(Excerpts from a dataset)
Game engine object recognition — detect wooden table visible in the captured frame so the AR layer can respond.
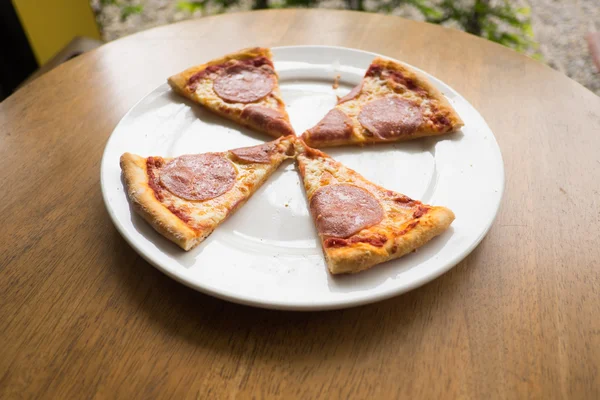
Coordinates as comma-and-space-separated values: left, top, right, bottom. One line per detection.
1, 9, 599, 399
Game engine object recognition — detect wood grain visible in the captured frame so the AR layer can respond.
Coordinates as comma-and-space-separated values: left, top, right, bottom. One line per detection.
1, 9, 599, 399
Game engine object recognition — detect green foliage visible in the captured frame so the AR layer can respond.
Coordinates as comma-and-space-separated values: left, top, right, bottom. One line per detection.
280, 0, 319, 7
100, 1, 144, 22
104, 0, 539, 56
120, 4, 144, 21
375, 0, 539, 56
403, 0, 539, 55
406, 0, 444, 20
177, 1, 206, 13
177, 0, 240, 13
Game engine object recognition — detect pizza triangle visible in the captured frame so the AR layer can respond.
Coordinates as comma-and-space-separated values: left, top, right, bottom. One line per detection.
301, 57, 464, 147
168, 47, 295, 138
120, 136, 295, 250
295, 141, 455, 274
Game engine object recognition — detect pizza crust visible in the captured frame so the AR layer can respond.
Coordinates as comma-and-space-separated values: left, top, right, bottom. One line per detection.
120, 153, 202, 250
168, 47, 293, 138
324, 206, 455, 274
120, 137, 295, 251
168, 47, 271, 99
302, 56, 464, 147
296, 141, 455, 274
370, 57, 464, 132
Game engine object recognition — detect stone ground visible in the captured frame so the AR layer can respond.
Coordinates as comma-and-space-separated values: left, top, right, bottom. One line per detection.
91, 0, 599, 95
528, 0, 599, 94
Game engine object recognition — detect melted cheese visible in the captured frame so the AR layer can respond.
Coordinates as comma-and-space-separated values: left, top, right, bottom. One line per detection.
156, 153, 279, 231
336, 76, 438, 142
192, 76, 282, 117
299, 152, 418, 237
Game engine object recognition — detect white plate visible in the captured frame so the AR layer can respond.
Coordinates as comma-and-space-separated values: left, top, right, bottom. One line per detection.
101, 46, 504, 310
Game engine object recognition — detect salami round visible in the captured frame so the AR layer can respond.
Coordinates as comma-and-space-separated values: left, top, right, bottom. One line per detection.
213, 64, 274, 103
306, 109, 353, 142
231, 142, 276, 164
160, 154, 236, 201
240, 105, 295, 137
310, 184, 384, 238
337, 82, 362, 104
358, 97, 422, 139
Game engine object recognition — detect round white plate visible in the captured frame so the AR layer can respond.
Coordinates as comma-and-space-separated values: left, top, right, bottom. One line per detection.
101, 45, 504, 310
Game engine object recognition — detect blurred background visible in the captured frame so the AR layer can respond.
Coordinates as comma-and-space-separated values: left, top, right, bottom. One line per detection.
2, 0, 599, 101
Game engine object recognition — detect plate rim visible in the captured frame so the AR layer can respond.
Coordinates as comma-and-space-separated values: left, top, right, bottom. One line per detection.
100, 45, 505, 311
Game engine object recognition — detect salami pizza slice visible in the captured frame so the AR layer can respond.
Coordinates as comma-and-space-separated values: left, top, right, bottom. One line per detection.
120, 136, 294, 250
296, 141, 455, 274
168, 47, 295, 138
301, 57, 464, 147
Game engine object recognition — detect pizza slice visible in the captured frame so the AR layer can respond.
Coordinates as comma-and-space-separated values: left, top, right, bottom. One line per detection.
168, 47, 295, 138
296, 141, 455, 274
120, 136, 294, 250
301, 57, 464, 147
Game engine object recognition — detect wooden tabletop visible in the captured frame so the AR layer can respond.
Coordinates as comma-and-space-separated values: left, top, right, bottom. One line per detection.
1, 9, 599, 399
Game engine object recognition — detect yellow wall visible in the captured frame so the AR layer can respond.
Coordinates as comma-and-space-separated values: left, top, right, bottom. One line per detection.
12, 0, 101, 65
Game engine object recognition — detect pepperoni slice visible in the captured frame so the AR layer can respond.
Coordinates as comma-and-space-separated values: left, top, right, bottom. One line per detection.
230, 142, 277, 164
358, 97, 423, 139
310, 184, 384, 238
337, 82, 362, 104
240, 105, 295, 137
213, 64, 274, 103
159, 154, 236, 201
305, 109, 353, 142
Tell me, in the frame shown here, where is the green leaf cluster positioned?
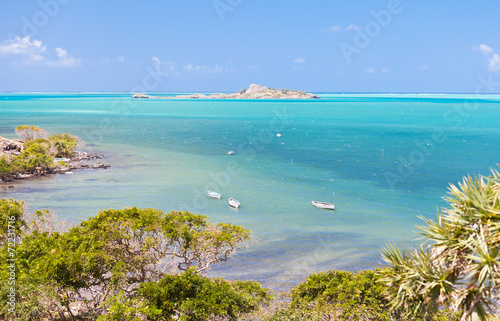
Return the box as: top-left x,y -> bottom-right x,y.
1,126 -> 82,179
380,169 -> 500,321
264,269 -> 394,321
0,198 -> 25,246
0,139 -> 54,180
290,269 -> 391,320
135,268 -> 270,321
0,202 -> 264,320
49,133 -> 79,158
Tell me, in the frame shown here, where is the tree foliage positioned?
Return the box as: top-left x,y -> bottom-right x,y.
0,198 -> 26,246
380,169 -> 500,321
135,268 -> 270,321
262,269 -> 396,321
15,125 -> 49,141
0,202 -> 262,320
1,127 -> 82,180
0,139 -> 54,180
16,139 -> 54,173
49,133 -> 80,158
290,270 -> 392,320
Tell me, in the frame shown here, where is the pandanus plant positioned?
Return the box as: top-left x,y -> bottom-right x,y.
379,169 -> 500,321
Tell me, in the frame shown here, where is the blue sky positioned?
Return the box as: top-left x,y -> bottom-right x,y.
0,0 -> 499,92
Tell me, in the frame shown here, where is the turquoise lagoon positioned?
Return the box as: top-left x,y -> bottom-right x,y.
1,93 -> 500,289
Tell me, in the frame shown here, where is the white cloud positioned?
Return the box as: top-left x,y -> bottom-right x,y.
319,25 -> 341,32
246,65 -> 258,71
30,54 -> 44,62
183,63 -> 224,74
476,44 -> 494,56
0,36 -> 81,67
417,64 -> 429,70
46,47 -> 81,67
150,57 -> 178,76
103,56 -> 125,64
0,36 -> 46,56
475,44 -> 500,71
294,58 -> 306,64
489,54 -> 500,71
366,68 -> 391,74
320,24 -> 362,33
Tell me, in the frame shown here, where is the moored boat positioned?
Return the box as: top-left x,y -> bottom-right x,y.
208,190 -> 221,199
229,198 -> 240,208
312,201 -> 335,210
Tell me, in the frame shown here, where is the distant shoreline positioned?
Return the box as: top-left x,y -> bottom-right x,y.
132,84 -> 320,100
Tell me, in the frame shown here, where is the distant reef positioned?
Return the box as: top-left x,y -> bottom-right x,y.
132,84 -> 320,100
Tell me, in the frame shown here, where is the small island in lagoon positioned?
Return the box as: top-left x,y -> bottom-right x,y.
132,83 -> 320,99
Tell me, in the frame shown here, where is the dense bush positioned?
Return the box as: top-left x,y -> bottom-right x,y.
15,139 -> 53,173
0,199 -> 25,246
49,133 -> 79,158
0,138 -> 54,179
135,268 -> 270,320
0,155 -> 20,180
263,269 -> 394,321
1,127 -> 82,179
0,202 -> 266,320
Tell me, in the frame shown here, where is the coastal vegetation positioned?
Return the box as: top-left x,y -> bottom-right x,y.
1,170 -> 500,320
0,126 -> 81,181
0,202 -> 270,320
379,169 -> 500,321
261,269 -> 399,320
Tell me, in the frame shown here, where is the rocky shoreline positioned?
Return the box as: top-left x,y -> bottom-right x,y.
1,135 -> 111,185
1,151 -> 110,184
132,84 -> 320,100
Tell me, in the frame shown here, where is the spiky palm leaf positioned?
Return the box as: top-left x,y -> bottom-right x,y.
380,169 -> 500,321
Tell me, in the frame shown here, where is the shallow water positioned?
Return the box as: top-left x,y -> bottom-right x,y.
1,93 -> 500,289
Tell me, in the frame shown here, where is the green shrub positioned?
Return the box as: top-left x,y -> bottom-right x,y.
0,155 -> 21,180
15,149 -> 53,173
137,268 -> 270,321
263,270 -> 396,321
0,128 -> 84,177
0,204 -> 255,319
291,269 -> 393,320
49,133 -> 79,158
0,198 -> 26,246
15,125 -> 49,140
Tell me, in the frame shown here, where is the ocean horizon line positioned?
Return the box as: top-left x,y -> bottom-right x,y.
1,91 -> 500,96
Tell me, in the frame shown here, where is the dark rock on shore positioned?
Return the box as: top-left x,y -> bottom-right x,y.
1,150 -> 110,183
0,136 -> 23,155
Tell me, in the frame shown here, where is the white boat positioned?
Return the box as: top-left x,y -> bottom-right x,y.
227,150 -> 234,155
229,198 -> 240,208
312,201 -> 335,210
208,190 -> 221,199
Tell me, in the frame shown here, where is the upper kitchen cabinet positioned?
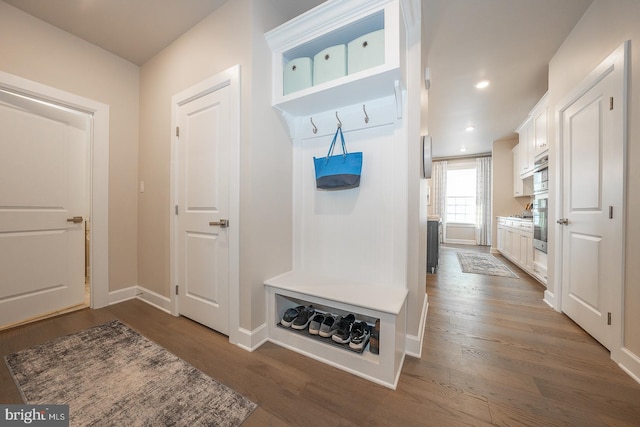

◆ **BRIEF**:
Output the lines above exactly, but only those between the line holding "Tell me, in the frame shown here, where is the pandanus" and the line holding "white cloud positioned?", inclusive.

◆ **EXERCISE ANSWER**:
Tell me, in the frame shown here, where is the pandanus plant positioned?
Return the box as: top-left x,y -> bottom-right x,y.
379,169 -> 500,321
Tell me, in the frame shown here, where is the blue sky positioned?
Return the box as: top-left x,y -> bottom-right x,y.
0,0 -> 499,92
Tell me, in the frame shown here, where is the turquoise lagoon positioned?
Return the box as: top-left x,y -> bottom-right x,y.
1,93 -> 500,289
Tell me, in the frame shown here, where is the white cloud positioned?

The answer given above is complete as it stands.